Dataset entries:

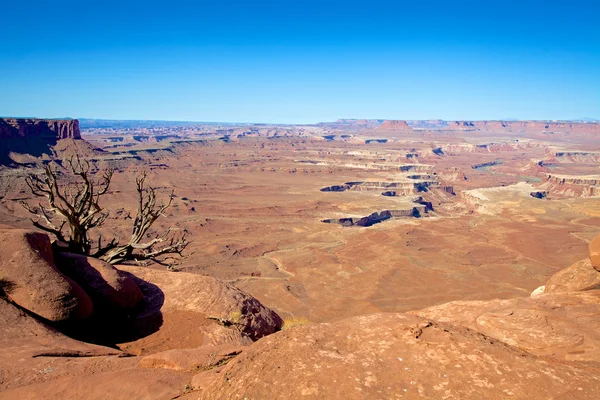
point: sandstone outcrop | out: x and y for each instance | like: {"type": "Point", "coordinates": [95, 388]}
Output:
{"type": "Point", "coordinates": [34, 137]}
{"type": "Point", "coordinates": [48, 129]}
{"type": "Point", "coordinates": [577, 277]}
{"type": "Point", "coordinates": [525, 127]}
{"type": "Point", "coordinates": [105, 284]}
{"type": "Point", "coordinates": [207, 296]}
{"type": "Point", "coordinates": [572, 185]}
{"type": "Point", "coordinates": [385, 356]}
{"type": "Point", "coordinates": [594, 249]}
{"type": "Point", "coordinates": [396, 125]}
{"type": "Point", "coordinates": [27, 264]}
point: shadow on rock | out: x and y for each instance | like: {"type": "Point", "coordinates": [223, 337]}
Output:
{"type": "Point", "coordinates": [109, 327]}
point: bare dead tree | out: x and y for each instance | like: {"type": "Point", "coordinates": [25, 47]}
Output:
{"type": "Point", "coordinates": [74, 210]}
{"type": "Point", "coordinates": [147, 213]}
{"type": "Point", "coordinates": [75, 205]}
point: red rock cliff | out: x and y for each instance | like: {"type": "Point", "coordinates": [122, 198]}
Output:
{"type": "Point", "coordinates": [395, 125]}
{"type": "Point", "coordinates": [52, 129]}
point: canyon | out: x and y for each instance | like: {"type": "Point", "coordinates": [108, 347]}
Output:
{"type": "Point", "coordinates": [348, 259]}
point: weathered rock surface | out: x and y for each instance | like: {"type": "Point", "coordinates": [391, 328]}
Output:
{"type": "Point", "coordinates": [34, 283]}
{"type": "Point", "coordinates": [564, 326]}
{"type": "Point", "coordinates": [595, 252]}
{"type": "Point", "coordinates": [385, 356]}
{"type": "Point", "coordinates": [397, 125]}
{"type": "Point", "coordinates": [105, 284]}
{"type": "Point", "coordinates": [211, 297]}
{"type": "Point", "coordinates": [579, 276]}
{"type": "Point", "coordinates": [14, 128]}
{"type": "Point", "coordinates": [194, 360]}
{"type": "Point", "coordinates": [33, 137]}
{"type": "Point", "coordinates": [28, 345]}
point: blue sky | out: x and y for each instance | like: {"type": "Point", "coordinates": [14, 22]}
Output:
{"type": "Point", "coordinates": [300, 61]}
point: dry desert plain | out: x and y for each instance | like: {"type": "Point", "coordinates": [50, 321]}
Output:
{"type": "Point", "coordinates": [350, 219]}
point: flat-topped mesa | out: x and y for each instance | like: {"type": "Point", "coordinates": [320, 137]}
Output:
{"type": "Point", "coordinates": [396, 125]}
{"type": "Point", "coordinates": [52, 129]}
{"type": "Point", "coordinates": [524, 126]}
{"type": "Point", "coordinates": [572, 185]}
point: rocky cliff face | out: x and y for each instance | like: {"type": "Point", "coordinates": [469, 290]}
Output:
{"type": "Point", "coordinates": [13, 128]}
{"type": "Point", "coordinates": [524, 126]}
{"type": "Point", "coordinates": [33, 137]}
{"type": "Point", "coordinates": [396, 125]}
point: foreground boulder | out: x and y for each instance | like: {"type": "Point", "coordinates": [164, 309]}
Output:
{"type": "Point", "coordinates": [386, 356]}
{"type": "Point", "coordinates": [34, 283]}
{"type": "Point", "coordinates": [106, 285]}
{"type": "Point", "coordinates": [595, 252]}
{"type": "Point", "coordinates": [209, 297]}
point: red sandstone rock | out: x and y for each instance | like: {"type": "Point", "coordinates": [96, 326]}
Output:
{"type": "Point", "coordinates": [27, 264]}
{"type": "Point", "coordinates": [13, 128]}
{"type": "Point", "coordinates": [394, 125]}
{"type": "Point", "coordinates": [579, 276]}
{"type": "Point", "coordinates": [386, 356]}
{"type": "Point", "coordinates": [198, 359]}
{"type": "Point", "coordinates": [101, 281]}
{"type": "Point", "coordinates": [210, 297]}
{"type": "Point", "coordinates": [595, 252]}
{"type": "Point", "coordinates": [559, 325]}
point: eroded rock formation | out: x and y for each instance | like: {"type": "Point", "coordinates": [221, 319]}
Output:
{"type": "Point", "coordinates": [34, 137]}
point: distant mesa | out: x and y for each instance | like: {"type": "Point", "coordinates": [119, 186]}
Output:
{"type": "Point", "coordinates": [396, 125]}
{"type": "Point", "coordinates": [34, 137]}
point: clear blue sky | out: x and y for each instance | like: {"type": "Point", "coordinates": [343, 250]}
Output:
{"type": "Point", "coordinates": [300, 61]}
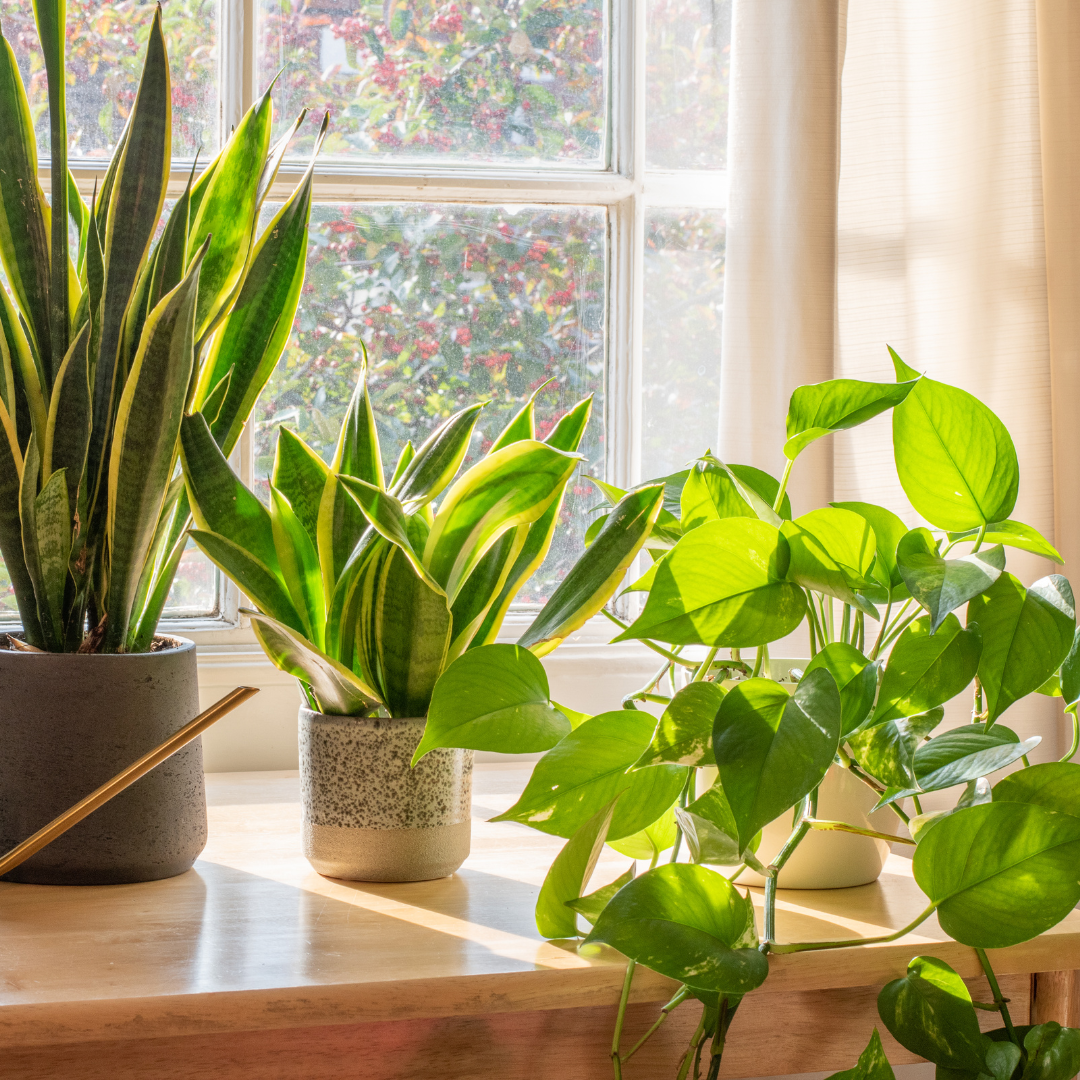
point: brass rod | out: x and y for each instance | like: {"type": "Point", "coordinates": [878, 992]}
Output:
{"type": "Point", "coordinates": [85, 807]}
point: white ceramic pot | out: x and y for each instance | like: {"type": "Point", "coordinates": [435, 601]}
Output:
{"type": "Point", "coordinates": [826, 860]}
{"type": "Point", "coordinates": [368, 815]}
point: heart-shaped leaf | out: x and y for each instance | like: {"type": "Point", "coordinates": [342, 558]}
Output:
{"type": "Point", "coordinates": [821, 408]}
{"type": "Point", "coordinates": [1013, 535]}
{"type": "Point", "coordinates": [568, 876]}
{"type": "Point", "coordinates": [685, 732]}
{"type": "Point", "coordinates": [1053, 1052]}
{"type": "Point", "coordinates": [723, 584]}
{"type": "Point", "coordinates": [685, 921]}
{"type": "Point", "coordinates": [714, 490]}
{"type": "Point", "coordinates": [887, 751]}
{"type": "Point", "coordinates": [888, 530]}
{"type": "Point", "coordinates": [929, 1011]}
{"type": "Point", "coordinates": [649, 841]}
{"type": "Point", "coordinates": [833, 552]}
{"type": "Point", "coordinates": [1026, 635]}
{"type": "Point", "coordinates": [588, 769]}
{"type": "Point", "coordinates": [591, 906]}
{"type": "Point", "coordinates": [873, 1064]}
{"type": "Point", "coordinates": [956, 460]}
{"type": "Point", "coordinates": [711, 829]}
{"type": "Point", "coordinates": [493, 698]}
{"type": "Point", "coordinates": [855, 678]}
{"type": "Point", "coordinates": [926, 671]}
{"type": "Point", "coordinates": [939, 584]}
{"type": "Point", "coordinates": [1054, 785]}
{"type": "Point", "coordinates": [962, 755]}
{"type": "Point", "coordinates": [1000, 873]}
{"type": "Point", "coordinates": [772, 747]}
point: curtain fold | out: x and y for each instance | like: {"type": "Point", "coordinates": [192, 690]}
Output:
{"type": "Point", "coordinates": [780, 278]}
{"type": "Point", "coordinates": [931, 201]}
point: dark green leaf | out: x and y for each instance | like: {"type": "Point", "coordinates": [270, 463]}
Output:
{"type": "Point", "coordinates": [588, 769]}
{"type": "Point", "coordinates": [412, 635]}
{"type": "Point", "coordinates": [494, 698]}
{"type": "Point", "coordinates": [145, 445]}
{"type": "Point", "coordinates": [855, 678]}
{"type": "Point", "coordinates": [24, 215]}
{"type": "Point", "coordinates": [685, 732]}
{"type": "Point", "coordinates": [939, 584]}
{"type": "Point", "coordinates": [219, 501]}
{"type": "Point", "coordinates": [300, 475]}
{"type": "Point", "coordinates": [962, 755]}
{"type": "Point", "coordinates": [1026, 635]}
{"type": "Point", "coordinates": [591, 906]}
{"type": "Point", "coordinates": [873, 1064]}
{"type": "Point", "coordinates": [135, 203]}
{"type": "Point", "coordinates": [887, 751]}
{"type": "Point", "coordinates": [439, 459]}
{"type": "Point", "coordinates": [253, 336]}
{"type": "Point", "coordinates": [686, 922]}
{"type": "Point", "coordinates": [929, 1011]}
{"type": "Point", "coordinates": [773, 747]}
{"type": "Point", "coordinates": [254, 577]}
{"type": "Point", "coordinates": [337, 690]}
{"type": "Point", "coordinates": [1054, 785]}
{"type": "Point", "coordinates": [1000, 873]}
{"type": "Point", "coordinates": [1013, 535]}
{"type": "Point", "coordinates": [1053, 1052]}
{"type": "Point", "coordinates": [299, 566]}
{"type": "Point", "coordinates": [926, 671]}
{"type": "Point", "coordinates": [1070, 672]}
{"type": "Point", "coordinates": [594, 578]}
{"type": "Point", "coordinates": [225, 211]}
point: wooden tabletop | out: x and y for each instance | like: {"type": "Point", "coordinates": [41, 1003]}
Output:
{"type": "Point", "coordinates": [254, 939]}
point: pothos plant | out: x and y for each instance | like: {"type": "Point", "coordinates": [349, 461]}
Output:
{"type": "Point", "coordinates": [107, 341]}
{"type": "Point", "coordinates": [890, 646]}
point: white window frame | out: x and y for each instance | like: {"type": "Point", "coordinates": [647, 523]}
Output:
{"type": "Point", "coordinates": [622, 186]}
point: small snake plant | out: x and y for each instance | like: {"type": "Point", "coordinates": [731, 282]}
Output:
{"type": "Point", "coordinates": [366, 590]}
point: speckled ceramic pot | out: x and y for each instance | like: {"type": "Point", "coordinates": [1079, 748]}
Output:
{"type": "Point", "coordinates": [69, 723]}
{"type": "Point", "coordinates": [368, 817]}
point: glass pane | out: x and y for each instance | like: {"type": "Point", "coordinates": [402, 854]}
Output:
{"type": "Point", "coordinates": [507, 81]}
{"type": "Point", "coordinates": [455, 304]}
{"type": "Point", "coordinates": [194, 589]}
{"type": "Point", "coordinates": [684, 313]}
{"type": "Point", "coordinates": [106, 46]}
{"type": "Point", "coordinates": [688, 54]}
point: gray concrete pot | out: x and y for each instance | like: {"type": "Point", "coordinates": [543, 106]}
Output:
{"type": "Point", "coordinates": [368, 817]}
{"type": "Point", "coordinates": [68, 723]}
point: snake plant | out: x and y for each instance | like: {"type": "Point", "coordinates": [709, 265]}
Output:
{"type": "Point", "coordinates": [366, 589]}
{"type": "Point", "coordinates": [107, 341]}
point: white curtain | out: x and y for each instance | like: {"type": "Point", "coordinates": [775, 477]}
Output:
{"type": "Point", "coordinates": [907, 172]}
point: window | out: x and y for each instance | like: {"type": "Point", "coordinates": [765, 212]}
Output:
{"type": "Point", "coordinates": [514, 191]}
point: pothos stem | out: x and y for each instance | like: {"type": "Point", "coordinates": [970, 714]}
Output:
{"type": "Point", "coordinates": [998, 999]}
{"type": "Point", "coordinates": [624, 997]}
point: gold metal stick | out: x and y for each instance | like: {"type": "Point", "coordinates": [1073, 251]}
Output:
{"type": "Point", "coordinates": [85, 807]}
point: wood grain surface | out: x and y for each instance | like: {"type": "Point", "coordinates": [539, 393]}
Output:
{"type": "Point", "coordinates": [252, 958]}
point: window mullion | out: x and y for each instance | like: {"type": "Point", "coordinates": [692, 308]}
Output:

Problem details:
Scan the entries above for the word "ceramic", then copy every line in which it occurs.

Task response:
point: white ceramic pot | out: x and y for each instance | like: {"type": "Point", "coordinates": [435, 601]}
point: speckled ceramic pot | out: x and y for each instance | like: {"type": "Point", "coordinates": [1079, 748]}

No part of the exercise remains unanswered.